> 課題一覧:
1/ 映画の思い出を綴った文章で、エンディングでアラン・ドロンが口ずさんでいた曲は何か。
2/ 映画の思い出を綴った文章について、最後の文の後から続きを引き取って書いてください。

> 本文抜粋:
もちろん私が異端の考えの持ち主であることは自覚している。では、いつから、これほどまでに夢に対して皮相的な見方をするようになったのだろうか。
実は今も分からない。ただその一助になったのが表題の映画であった気がしている。この映画は家のTVで家族で観たはずだ。けっこう夢中になって観ていた。若い三人の夢と努力は見事に散ってしまうアンハッピーエンドの映画である。
私はハッピーエンドを願っていた。でもそうはならなかった。失望感よりも期待を裏切られたことで生じた心の闇を感じて、自分自身をおぞましく思ってしまった。なんだろう、この無力感は。そんな私の感慨をよそに、TV画面からは作中、時折流れていた「愛しのレティシア」という曲をエンディングでアラン・ドロンが口ずさんでいた。
そう、妹たちはアラン・ドロンがお目当てで映画をみていた。ストーリーなんて二の次だったんだと思う。当時、アラン・ドロンは世界一のハンサム俳優として日本では有名であった。若い頃のドロンは、男の私からみても綺麗であったと思う。
個人的には、レッドフォードの筋肉美や、マックイーンのタフガイぶりに惹かれていたので、私自身はさほど好まなかった。でも野心を持ちながら夢破れた若者を演じさせたら光る俳優だと思っていた。

> データ抜粋:
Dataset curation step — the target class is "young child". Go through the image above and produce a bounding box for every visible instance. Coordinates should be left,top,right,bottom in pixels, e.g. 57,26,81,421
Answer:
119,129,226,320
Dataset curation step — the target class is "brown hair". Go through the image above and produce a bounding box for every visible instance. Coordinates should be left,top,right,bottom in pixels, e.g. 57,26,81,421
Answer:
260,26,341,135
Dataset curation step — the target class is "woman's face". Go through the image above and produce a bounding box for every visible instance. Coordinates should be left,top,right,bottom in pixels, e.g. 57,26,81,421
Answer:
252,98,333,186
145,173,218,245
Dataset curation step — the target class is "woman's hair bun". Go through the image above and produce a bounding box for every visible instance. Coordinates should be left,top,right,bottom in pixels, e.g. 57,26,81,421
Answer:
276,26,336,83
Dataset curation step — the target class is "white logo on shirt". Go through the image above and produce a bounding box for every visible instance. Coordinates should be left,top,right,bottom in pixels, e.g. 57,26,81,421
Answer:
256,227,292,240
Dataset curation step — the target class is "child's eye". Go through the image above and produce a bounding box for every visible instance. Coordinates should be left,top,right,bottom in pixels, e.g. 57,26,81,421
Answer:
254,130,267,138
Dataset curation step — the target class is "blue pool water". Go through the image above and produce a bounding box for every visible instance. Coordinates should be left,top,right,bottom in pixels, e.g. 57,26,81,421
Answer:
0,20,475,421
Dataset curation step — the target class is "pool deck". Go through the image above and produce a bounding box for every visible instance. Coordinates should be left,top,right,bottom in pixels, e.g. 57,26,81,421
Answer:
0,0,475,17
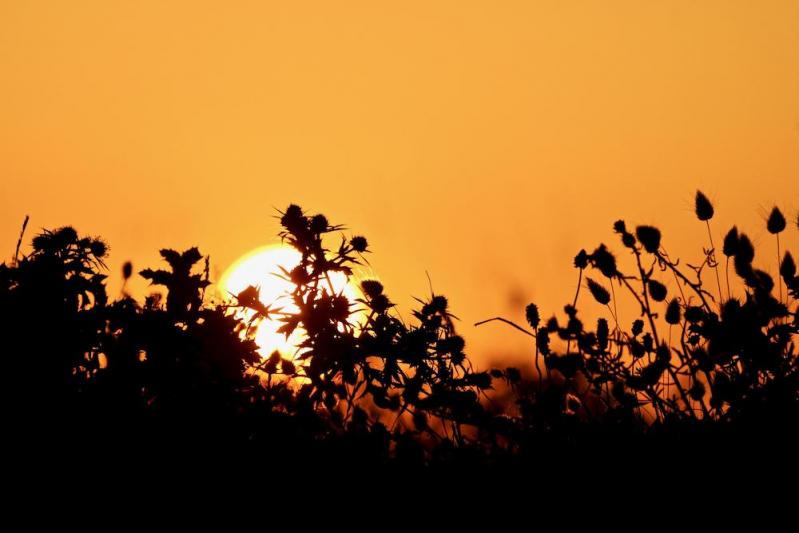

> 解答:
1/ 「愛しのレティシア」という曲。

2/
先月いや、先々月か。そのアラン・ドロンの訃報が伝えられた。あの映画を観た時から半世紀が経ったのかと、いささか感傷的な秋の夜です。
欧州へ亡命し、そのまま資産を食い潰しながらモテモテの遊び人になり、なぜか一念発起して祖国へ戻り、革命を成功させた直後に死ぬ……という映画でありませんてしたっけ?「冒険者たち」って。
あと同名でドブネズミのガンバと仲間がイタチの大集団と戦う冒険小説もありました。
そういや田中光二の処女作短編の「スフィンクスを殺せ」でもヒーローの最後のセリフに「冒険者」の言葉があって、これはどうもRPGから始まった単語ではなさそうですねぇ。案外にタイトルの映画が語源かもしれない。
職業的に冒険する人って、軍人やスパイや探検家などの
国家を背景とする形でしか日本の活劇小説で見られなかったと想うので。自律的かつ自発的な冒険者の冒険小説って、日本では生島治郎「黄土の奔流」と想うので。
石原慎太郎も「黒い環」や「銀色の牙」などの冒険小説を書いてますが「冒険者」なるワードは出てこない。
すると、やっぱりこの作品が元ネタっすかねぇ?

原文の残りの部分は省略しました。